═══ Dataset extract

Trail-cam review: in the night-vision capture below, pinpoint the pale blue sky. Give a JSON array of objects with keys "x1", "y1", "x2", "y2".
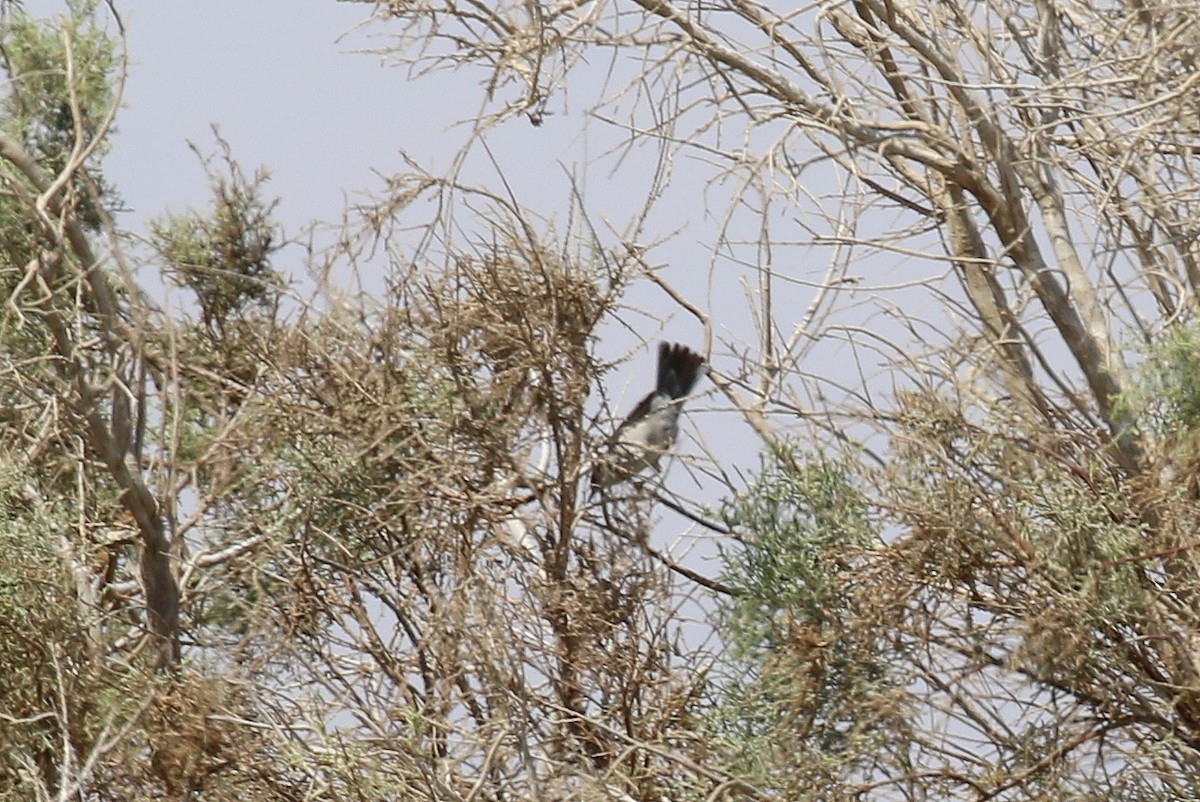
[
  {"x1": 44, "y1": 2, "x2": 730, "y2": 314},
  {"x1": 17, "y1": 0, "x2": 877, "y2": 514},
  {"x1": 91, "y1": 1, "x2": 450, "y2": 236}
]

══════

=== What the task requires ===
The data is to be printed again exactly, but without its pictures.

=== Written solution ===
Trail-cam review: in the night-vision capture below, pinpoint the pale blue sky. Give a JSON array of objects with keys "x1", "y1", "x2", "y2".
[
  {"x1": 44, "y1": 2, "x2": 730, "y2": 314},
  {"x1": 17, "y1": 0, "x2": 877, "y2": 514},
  {"x1": 91, "y1": 1, "x2": 450, "y2": 236}
]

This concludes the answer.